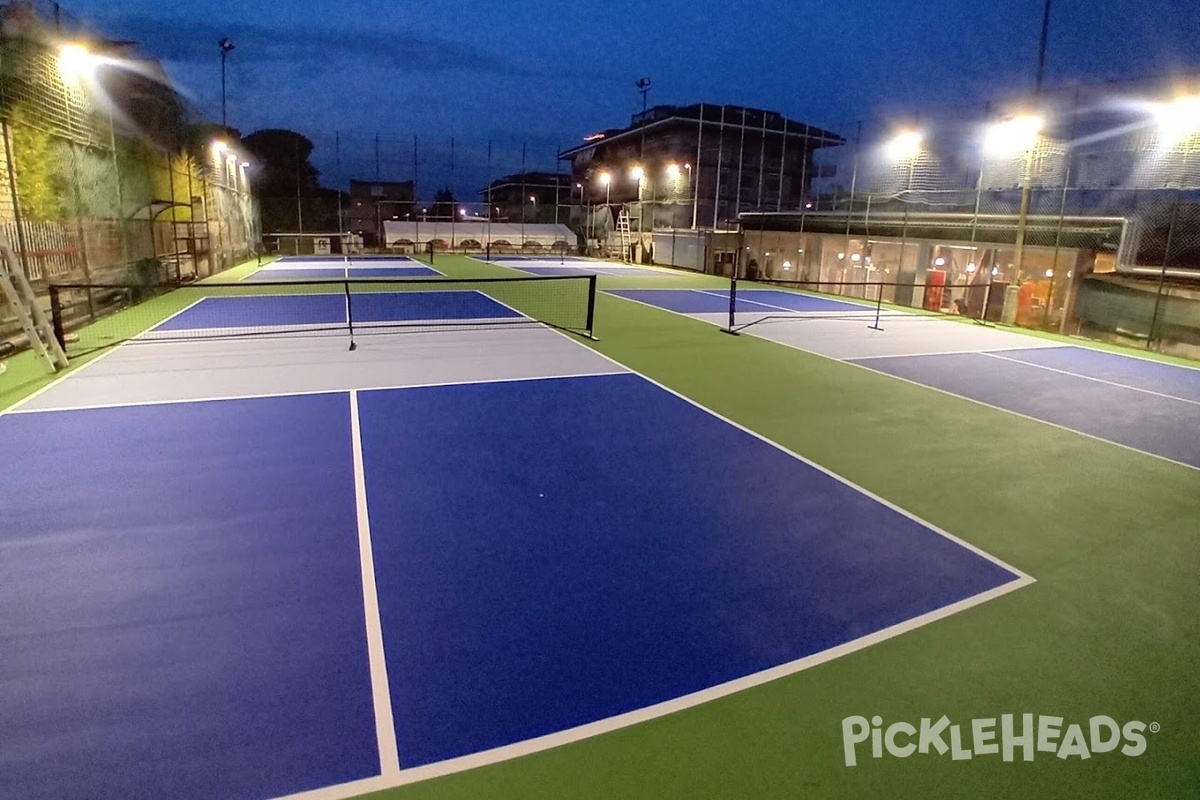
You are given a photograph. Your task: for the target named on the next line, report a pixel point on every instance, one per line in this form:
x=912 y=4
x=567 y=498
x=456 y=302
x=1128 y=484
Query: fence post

* * *

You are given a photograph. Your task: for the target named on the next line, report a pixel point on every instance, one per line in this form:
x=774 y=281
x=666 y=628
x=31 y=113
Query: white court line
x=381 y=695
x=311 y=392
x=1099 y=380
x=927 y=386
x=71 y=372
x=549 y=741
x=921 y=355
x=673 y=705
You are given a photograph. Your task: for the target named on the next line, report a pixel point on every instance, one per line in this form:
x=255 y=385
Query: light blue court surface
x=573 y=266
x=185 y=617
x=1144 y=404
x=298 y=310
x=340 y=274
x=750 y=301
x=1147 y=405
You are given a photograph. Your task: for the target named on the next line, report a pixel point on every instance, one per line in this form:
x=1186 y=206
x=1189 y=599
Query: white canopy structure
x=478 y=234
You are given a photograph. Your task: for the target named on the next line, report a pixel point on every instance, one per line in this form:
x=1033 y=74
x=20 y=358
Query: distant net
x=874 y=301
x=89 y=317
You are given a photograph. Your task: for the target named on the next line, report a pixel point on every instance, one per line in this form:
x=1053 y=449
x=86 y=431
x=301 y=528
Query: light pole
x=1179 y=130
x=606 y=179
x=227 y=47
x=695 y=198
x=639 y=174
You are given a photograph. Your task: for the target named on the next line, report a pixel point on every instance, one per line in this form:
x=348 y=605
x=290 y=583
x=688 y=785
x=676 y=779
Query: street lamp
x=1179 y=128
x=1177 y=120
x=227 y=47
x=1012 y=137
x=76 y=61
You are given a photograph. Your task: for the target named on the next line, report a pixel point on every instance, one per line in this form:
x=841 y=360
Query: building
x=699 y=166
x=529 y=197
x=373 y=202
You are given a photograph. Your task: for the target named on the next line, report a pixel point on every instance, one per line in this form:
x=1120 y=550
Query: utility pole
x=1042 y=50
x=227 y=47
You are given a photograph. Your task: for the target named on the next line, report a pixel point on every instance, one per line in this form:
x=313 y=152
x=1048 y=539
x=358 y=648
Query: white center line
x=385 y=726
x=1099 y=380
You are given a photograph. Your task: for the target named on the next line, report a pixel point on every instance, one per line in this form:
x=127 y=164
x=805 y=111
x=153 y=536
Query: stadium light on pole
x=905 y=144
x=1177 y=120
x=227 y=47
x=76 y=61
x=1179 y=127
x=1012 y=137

* * *

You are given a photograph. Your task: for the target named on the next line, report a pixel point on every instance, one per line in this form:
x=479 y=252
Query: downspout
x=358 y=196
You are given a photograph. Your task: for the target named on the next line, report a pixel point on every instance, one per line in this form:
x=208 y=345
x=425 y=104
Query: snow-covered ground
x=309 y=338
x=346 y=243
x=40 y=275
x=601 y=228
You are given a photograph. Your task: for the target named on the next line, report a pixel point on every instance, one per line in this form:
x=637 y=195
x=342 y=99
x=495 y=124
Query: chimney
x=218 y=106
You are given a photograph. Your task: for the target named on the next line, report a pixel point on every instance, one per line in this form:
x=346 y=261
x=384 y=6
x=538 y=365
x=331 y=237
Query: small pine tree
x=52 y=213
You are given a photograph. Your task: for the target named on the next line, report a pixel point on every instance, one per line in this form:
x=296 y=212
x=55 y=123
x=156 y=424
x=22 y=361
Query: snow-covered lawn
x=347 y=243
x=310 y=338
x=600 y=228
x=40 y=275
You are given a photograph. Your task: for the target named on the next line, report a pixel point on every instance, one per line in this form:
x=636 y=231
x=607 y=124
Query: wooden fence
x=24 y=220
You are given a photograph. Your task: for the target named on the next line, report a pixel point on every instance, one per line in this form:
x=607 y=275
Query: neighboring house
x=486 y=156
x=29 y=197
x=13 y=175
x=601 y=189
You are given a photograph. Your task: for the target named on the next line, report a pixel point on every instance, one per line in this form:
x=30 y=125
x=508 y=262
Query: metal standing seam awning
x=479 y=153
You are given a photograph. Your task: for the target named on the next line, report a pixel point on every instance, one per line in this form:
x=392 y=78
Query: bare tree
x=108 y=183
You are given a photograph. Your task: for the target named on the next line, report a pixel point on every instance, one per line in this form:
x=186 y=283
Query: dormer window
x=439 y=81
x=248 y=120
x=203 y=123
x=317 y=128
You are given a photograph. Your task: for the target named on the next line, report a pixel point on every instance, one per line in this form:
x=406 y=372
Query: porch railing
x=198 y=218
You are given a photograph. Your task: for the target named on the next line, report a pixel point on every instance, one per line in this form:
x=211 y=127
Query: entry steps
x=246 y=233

## TASK OBJECTIVE:
Find every line in the records that contains the string "pole", and copy each of those lines out in full.

## REPLY:
Query: light pole
Query: utility pole
Query: stadium light on pole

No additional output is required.